Write the next part of the figure legends on RNaseH2A silencing in glioma cells, picking up after their final sentence.
*** Reading passage Section Begins ***
Effects of RNaseH2A silencing on glioma cell proliferation in vitro and in vivo. RNaseH2A silencing inhibits the growth of (A) U87 and (B) U251 glioma cells. (C) RNaseH2A silencing reduces colony formation of U87 cells. (D-F) RNaseH2A silencing inhibits tumor growth in vivo. shRNA control- and RNaseH2A shRNA-transfected U87 cells were injected subcutaneously into nude mice. Tumor volumes were calculated daily. Mice were then sacrificed and tumors dissected, photographed and weighed. Quantitative data are represented as the mean ± SD. Each data point was determined from at least three replicates; *P<0.05 or **P<0.01, significant difference between the RNaseH2A shRNA and the shRNA control groups (n=10).
RNaseH2A knockdown alters glioma cell cycle progression and apoptosis. (A) Effects of RNaseH2A knockdown on (A) cell cycle progression and (B) apoptosis. Quantitative data are expressed as mean ± SD. Three representative flow-cytograms for the control and RNaseH2A groups, respectively, are presented for cell cycle distribution and apoptosis assays. Each data point was determined from at least three replicates; *P<0.05 or **P<0.01, significant difference between the RNaseH2A shRNA and the shRNA control groups.
*** Reading passage Section Ends ***
*** Extracted data Section Begins ***
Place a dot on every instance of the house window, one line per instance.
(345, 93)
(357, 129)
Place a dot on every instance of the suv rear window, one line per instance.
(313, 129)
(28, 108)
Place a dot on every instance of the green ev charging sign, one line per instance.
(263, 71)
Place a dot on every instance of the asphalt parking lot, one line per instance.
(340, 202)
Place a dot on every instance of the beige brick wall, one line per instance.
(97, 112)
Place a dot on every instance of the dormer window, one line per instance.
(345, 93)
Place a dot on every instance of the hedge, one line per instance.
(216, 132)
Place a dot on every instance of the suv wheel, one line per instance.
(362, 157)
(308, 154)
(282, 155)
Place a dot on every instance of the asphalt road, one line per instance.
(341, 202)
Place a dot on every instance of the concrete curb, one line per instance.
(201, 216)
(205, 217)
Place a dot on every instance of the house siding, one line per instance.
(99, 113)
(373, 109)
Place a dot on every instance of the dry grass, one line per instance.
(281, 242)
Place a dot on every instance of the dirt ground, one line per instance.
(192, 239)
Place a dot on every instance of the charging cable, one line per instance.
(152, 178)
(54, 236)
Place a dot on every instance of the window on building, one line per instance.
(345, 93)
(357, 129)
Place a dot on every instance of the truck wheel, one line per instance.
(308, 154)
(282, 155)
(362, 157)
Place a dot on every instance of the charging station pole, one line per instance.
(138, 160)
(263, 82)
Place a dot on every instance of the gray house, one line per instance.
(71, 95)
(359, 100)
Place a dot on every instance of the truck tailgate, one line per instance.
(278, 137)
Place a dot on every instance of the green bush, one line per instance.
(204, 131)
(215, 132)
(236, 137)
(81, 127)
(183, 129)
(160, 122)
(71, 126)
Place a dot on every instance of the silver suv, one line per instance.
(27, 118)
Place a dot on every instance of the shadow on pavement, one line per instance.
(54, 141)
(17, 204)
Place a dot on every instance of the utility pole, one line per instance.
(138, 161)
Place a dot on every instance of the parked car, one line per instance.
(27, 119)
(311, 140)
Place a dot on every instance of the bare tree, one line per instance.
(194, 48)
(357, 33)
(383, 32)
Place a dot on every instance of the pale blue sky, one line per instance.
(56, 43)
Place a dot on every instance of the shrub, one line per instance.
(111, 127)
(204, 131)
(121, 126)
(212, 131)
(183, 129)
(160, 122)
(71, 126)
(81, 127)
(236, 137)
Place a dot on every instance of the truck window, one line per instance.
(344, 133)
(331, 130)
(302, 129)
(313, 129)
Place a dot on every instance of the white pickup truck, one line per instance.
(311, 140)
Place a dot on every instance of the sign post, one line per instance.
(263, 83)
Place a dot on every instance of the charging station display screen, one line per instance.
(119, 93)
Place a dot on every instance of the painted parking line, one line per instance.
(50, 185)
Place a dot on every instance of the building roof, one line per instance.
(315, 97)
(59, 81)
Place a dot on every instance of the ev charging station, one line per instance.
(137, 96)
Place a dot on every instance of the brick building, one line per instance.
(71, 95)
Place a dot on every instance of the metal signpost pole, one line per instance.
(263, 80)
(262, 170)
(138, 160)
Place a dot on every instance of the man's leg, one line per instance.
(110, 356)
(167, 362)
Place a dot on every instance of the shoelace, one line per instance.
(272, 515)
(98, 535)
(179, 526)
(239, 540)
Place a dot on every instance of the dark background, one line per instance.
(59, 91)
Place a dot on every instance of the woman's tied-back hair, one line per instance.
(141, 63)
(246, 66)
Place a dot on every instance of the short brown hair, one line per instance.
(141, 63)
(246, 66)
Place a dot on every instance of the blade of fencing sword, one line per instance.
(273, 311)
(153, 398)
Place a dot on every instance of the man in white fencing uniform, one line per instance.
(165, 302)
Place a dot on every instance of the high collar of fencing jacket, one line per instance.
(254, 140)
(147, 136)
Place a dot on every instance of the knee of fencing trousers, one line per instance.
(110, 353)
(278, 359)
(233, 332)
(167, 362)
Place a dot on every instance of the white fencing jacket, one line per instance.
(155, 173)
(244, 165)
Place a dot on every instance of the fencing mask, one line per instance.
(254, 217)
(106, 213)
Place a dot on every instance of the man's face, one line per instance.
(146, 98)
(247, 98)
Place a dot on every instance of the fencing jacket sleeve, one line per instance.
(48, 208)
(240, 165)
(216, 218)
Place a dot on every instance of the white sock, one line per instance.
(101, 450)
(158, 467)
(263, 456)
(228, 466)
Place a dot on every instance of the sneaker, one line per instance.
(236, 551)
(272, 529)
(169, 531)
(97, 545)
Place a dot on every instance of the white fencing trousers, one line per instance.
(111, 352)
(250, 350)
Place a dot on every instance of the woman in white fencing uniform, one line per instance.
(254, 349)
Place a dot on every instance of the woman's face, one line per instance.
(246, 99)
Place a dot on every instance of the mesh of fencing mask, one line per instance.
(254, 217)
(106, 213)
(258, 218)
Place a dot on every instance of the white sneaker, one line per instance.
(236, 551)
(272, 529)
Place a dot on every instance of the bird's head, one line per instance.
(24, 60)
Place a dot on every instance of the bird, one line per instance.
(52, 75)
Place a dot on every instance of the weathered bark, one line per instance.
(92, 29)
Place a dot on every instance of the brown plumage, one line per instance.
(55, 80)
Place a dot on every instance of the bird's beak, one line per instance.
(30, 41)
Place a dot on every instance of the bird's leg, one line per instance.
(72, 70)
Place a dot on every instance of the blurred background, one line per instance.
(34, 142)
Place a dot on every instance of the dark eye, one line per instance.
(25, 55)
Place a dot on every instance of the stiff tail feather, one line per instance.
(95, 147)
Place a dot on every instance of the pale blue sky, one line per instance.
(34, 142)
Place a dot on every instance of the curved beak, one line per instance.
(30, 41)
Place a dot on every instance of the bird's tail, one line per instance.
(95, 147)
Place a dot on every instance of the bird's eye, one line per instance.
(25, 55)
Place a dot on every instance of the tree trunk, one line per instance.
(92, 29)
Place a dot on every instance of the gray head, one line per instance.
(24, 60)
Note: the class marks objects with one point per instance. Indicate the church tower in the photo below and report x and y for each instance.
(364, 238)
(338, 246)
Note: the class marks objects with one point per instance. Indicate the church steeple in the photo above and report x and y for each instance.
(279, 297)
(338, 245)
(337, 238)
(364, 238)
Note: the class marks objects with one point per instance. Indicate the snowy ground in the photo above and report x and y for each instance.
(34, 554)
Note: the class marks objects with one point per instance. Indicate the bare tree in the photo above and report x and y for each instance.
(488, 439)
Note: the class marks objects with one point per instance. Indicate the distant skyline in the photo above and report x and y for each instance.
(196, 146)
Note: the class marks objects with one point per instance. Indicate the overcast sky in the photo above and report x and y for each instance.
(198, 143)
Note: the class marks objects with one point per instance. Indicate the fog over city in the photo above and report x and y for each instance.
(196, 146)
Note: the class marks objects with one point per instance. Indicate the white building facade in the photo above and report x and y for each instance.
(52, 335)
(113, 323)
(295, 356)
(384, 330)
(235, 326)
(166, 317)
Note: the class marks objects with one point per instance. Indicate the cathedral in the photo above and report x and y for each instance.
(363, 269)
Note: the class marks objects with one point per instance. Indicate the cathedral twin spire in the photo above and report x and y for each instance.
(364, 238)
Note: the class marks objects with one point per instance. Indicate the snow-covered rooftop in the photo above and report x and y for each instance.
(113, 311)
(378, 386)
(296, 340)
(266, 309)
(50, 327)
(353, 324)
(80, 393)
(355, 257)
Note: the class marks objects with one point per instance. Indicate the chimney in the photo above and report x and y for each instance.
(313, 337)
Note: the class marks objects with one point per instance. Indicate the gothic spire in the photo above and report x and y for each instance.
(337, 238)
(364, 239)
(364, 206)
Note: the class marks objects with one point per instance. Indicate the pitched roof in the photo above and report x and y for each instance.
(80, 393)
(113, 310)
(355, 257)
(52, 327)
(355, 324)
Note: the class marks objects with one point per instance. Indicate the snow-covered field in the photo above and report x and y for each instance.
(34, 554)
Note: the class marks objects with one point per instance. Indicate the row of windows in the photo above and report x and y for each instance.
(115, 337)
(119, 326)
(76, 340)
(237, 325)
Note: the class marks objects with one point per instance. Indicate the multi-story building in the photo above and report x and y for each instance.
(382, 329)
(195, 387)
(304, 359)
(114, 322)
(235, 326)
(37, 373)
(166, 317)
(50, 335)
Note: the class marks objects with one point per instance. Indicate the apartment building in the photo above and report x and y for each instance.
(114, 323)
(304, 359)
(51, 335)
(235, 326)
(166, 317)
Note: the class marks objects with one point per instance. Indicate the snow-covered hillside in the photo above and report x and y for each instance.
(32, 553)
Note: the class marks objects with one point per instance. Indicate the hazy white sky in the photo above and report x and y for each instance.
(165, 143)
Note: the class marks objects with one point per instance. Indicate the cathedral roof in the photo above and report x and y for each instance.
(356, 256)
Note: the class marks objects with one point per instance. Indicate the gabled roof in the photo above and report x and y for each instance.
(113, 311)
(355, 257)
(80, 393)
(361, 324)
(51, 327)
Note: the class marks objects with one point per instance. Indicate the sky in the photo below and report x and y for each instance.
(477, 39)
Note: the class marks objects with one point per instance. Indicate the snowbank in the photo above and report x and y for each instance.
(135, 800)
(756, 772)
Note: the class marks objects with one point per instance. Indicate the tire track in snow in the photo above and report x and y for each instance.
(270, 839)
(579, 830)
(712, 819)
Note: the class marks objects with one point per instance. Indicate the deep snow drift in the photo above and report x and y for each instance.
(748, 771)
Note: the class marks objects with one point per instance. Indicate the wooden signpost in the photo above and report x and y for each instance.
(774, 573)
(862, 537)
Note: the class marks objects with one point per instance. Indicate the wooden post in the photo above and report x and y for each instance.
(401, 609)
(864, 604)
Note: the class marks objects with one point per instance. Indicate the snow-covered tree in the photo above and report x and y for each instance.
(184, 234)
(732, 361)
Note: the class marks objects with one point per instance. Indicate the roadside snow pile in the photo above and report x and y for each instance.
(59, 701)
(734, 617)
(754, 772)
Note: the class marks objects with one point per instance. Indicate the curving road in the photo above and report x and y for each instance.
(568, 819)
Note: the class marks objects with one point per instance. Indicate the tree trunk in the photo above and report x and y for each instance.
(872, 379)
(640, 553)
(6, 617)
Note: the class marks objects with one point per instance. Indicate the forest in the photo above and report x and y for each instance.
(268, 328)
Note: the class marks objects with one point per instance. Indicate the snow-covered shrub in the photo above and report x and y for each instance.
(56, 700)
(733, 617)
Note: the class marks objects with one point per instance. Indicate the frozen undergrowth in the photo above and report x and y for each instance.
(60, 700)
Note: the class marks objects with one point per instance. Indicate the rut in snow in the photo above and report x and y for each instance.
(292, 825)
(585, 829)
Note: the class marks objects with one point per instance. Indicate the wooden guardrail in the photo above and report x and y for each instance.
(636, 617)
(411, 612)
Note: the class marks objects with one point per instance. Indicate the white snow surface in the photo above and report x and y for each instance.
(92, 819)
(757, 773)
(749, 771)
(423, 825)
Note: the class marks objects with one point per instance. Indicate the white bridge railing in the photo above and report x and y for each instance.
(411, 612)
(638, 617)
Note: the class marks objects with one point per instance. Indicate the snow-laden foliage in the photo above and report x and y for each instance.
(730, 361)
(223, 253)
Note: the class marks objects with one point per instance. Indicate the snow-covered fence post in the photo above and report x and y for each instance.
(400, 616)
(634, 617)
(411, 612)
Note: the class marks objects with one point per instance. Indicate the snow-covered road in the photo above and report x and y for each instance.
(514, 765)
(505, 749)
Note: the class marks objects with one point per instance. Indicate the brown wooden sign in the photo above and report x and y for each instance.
*** Extracted data Section Ends ***
» Response to the exercise:
RNaseH2A knockdown alters mRNA and protein levels of several genes involved in multiple cellular signaling pathways. (A) Heat map showing differentially expressed genes after RNaseH2A silencing. Rows and columns represent genes and samples, respectively. The intensity of each color denotes the standardized ratio between each value and the average methylation/expression of the gene across all samples. Red and green indicate increased and decreased transcript levels, respectively. (B) KEGG pathway analysis of differentially expressed genes (cutoff of 1.5- or 2-fold). (C) Validation of microarray results by qPCR. (D) Validation of microarray results by western blot analysis are represented as the mean ± SD; *P<0.05, **P<0.01 or ***P<0.001, significant difference between the RNaseH2A shRNA and the shRNA control groups.